> [Exercise]: Your response should consist of the records, reproduced exactly.

> [Referring expression data]:
##############################

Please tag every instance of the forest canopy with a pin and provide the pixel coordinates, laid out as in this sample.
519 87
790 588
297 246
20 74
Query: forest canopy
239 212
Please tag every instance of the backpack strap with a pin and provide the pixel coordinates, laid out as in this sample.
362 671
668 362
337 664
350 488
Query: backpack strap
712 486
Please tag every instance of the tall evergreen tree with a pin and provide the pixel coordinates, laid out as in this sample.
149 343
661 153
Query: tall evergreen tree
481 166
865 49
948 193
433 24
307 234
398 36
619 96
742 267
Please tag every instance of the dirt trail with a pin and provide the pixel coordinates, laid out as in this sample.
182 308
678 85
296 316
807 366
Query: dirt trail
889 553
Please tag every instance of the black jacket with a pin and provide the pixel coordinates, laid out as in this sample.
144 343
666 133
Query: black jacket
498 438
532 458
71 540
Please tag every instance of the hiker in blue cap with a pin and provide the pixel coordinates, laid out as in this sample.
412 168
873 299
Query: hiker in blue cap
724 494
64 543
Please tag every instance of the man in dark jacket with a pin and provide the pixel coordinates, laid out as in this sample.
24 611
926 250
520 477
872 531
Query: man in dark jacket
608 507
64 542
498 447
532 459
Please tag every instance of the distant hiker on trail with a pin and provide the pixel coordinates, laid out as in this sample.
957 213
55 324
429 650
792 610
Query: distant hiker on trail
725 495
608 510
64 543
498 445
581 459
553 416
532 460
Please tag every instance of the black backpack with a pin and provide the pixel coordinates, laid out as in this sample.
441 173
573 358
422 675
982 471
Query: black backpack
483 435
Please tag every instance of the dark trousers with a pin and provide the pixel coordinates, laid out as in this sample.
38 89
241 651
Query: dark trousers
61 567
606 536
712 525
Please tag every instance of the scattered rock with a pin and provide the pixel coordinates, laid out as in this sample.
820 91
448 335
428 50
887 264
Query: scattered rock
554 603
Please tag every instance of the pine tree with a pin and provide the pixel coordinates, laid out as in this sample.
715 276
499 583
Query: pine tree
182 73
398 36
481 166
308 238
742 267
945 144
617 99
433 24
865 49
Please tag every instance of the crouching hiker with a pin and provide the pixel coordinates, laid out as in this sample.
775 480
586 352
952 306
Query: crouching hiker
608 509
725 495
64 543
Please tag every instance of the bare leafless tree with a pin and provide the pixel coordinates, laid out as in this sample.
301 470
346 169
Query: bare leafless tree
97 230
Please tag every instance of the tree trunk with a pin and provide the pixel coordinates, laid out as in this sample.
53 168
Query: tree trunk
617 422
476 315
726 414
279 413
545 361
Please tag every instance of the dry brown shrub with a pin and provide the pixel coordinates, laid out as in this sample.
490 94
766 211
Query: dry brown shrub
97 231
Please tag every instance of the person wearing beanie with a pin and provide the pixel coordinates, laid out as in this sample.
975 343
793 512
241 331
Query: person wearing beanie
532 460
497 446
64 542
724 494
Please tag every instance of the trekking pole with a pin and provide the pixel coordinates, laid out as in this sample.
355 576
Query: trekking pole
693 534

##############################

> [Problem solution]:
Please tag every instance of the forest canopy with a pin and provide the pixel coordinates, laid out as in this sample.
519 87
790 588
297 246
20 74
Query: forest canopy
239 212
Please tag every instance of the backpack strap with a pin and provide the pixel coordinates, laid out as in this sample.
362 671
668 362
337 664
350 488
Query: backpack strap
712 486
Please tag every instance of the tall evergreen tree with a pin and provide the pixel coordinates, laid out as in this sample.
149 343
661 153
Query: tall evergreen tree
481 166
865 49
948 193
433 24
307 234
398 36
619 96
742 267
Please tag every instance of the dirt trail with a pin and provide the pixel coordinates, laid out as in this sample.
182 308
678 85
296 316
807 366
Query: dirt trail
889 553
Please tag every instance of the black jacket with a pin and provide the pixel coordinates, laid out as in this sample.
144 343
666 133
Query: black jacket
498 438
532 458
71 540
Please tag every instance of the hiker in blue cap with a pin and provide the pixel coordinates, laid out as in this sample.
412 168
873 299
Query: hiker in blue cap
724 494
64 543
Please tag every instance of the man in dark jacket with a pin and provide the pixel coordinates, laid out as in this sample.
24 611
926 250
520 477
872 531
Query: man in dark jacket
608 507
64 542
498 447
532 459
Please tag every instance of the distant hiker on trail with a pin and provide the pixel coordinates, laid out as in this sample.
957 213
55 324
429 650
792 610
Query: distant hiker on trail
725 495
608 510
64 543
498 445
581 459
553 416
532 460
Please tag every instance of the black backpack with a pin and provide the pixel coordinates, laid out as in this sample.
441 173
573 358
422 675
982 471
Query: black backpack
483 435
Please tag every instance of the dark trousers with a pin and provide the pixel coordinates, laid out as in this sample.
38 89
241 651
Query: dark trousers
61 567
606 536
712 525
Please tag every instance of the scattered rock with a pin and provide the pixel coordinates, laid out as in this sample.
820 91
448 335
428 50
887 264
Query: scattered rock
554 603
Please tag every instance of the pine tree with a pin and provide the pixel coordinates, laid out as in this sample.
715 276
499 583
Query: pine tree
182 73
398 36
481 166
308 238
742 267
945 144
617 99
433 24
865 49
Please tag every instance of the crouching hiker with a pin and provide the pixel coordinates, laid out as in this sample.
775 480
586 352
952 306
Query: crouching hiker
608 509
725 495
64 543
Please tag every instance of the bare leafless tree with a pin and provide the pixel coordinates, laid out as in this sample.
301 470
346 169
Query: bare leafless tree
97 230
Please tag every instance of the tree trunk with a pin and provide the pixel coordinates, laid out as in this sample.
53 168
Query: tree trunk
617 422
476 315
726 414
279 413
545 361
Please tag every instance of the dry brown shrub with a pin and provide the pixel coordinates, laid out as in this sample.
490 94
766 211
Query: dry brown shrub
97 231
Please tag every instance of the person wearing beanie with a pin and provide the pixel coordinates, laid out as in this sample.
975 343
793 512
241 331
Query: person wearing beanie
532 460
497 446
64 542
724 494
Please tag every instance of the trekking pole with a pin and provide the pixel coordinates, laid out as in this sample.
355 576
Query: trekking pole
693 534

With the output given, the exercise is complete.